Output every line of the records below as a JSON list of strings, one string per line, omitting blank lines.

** begin Stored records **

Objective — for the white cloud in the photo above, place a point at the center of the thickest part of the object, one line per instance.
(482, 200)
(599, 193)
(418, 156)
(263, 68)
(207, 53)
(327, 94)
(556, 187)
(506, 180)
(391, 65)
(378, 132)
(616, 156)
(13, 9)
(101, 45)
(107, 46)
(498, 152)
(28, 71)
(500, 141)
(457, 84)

** end Stored records **

Solved problem:
[
  "Objective — for the white cloud in the photo above, place a point at the center of the thickest part of the object, one line per instance.",
  "(482, 200)",
  "(599, 193)",
  "(418, 156)",
  "(263, 68)",
  "(207, 53)",
  "(327, 94)",
  "(556, 187)",
  "(506, 180)",
  "(391, 65)",
  "(378, 132)",
  "(616, 156)",
  "(13, 9)",
  "(101, 45)",
  "(107, 46)",
  "(498, 152)",
  "(28, 71)",
  "(500, 141)",
  "(457, 84)"
]